The problem
The answer must restate every record word for word.

Records provided
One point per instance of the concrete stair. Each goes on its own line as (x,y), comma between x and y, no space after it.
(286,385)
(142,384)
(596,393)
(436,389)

Result
One point per instance of the concrete stair. Each goes on its own line as (x,y), comma between x and y, no space after it.
(286,385)
(142,384)
(596,393)
(436,389)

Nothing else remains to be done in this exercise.